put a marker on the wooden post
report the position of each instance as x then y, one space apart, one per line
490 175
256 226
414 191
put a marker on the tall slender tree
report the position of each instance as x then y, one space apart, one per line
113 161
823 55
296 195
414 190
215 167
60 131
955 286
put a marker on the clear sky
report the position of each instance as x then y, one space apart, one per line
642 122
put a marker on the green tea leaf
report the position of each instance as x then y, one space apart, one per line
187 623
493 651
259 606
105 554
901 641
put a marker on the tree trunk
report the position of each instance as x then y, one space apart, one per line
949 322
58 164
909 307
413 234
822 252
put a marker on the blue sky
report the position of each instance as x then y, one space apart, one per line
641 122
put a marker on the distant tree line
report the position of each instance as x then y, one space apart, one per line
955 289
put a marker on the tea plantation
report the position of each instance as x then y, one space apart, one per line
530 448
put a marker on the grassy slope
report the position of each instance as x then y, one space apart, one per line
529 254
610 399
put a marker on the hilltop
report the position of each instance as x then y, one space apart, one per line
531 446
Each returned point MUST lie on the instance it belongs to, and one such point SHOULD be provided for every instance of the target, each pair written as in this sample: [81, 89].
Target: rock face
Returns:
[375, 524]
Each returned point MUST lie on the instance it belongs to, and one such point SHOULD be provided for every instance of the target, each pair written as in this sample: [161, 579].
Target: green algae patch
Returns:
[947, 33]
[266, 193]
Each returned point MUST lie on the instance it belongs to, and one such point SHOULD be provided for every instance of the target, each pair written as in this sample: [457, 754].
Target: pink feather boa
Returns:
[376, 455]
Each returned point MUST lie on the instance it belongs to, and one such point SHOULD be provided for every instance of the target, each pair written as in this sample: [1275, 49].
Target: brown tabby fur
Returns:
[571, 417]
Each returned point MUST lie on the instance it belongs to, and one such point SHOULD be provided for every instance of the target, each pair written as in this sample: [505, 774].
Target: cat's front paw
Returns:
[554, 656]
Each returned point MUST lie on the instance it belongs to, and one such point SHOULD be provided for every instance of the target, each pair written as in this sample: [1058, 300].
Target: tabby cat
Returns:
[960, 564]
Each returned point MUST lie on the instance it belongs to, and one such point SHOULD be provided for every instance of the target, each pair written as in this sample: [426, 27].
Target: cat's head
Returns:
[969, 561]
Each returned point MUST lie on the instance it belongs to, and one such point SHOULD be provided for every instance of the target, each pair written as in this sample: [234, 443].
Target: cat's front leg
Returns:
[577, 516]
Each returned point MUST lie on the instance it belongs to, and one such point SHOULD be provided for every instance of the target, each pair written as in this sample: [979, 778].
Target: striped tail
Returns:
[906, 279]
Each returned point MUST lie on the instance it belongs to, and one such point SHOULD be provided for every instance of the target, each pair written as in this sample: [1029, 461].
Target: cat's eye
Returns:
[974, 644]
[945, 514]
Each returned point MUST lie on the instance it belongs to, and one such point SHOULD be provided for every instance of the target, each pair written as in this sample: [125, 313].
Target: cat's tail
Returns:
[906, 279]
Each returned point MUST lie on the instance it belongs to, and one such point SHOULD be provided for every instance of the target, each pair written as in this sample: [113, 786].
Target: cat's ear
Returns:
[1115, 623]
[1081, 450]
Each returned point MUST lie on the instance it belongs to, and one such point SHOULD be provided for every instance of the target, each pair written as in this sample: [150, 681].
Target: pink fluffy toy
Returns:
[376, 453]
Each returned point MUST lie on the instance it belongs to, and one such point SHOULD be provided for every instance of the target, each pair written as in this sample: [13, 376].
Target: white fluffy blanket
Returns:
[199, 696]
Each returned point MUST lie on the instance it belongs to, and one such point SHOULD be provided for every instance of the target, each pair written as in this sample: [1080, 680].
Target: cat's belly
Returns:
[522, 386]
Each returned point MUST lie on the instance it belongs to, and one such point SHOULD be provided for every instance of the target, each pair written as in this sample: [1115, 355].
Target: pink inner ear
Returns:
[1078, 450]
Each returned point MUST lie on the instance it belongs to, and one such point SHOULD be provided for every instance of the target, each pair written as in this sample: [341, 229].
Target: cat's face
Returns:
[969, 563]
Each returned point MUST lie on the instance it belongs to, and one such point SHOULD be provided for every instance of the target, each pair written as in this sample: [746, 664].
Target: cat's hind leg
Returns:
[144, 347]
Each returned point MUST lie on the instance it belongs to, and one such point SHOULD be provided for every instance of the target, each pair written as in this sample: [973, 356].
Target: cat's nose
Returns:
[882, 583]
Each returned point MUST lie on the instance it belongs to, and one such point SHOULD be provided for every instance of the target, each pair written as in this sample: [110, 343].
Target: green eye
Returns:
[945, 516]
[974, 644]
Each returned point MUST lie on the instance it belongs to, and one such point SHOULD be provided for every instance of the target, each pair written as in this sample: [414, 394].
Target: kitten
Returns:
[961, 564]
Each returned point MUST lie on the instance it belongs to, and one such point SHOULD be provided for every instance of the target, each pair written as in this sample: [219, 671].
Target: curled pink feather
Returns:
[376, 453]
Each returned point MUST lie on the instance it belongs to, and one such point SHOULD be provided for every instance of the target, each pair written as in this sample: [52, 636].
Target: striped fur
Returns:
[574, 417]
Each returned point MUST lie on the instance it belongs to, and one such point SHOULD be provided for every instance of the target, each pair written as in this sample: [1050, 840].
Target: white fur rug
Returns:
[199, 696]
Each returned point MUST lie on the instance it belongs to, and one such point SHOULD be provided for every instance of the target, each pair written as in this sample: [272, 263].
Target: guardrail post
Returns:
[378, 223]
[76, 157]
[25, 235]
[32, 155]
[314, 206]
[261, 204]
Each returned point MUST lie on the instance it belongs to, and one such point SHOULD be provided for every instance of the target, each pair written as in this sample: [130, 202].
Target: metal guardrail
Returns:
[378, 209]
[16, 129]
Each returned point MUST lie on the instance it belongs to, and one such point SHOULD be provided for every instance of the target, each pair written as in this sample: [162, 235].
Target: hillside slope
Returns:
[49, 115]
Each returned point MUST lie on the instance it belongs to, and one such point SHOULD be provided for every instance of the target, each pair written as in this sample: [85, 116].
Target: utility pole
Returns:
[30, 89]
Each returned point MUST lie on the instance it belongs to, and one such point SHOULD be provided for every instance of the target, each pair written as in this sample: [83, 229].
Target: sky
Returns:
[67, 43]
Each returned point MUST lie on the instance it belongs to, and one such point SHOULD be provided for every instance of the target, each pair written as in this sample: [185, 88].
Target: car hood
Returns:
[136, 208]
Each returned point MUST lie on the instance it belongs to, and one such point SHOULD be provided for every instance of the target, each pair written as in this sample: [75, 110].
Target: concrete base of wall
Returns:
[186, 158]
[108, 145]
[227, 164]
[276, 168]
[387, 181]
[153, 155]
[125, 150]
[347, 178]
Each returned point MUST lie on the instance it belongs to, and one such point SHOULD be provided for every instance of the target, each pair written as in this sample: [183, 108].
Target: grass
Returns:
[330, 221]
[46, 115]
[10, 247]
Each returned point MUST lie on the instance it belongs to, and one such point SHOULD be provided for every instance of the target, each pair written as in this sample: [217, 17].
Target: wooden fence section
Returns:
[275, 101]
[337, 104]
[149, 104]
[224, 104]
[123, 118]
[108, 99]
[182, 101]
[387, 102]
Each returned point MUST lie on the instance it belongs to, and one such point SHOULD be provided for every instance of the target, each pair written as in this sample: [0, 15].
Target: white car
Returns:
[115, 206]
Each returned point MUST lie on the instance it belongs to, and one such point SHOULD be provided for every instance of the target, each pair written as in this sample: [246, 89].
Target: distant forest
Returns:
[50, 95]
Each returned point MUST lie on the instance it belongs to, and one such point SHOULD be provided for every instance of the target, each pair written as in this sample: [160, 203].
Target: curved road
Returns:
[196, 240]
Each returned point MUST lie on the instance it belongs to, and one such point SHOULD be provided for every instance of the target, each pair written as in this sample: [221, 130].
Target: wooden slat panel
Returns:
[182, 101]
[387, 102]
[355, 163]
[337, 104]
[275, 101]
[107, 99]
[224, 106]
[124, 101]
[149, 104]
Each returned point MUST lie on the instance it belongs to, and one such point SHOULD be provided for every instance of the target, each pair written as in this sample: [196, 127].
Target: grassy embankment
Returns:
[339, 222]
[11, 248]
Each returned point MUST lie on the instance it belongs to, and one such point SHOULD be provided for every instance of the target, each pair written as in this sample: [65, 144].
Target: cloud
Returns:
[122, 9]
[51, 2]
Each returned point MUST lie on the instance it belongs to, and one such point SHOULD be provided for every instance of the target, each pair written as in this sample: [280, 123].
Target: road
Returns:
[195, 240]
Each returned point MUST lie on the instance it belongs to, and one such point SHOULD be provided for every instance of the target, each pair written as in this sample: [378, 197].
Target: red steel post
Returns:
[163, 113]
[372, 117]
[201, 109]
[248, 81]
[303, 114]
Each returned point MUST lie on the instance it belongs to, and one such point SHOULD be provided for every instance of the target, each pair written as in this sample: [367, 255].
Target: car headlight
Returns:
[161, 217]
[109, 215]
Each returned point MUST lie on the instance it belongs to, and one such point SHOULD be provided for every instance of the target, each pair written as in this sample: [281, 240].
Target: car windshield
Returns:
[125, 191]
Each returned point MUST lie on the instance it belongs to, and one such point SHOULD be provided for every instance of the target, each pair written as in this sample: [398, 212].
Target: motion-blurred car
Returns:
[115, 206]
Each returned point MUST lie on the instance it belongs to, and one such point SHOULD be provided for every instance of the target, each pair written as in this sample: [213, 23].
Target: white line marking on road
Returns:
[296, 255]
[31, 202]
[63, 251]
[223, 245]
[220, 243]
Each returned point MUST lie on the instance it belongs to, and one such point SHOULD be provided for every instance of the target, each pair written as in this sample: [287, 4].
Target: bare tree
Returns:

----

» WHAT THE TASK REQUIRES: Update the listing from the line with "sample: [13, 376]." to the line with "[1078, 450]" by changing "blanket" to "quilt" and keeping everything else the same. Return only those lines.

» RESPONSE TO THIS TASK:
Each returned point MUST lie on the instance it belongs to, and one such point SHOULD be provided for every instance of the target, each pair written as in this sample: [13, 376].
Target: white fluffy quilt
Returns:
[199, 696]
Each returned point MUST lie on the instance it belongs to, and one such point SHOULD be provided for every instance of the target, each pair written as in this sample: [1080, 680].
Target: cat's belly
Returns:
[522, 386]
Each returned point MUST lie on the instance it belongs to, and one such point SHOULD be provided for every instance of the target, each pair written as in this sample: [1115, 355].
Target: pink inner ear
Returns:
[1078, 450]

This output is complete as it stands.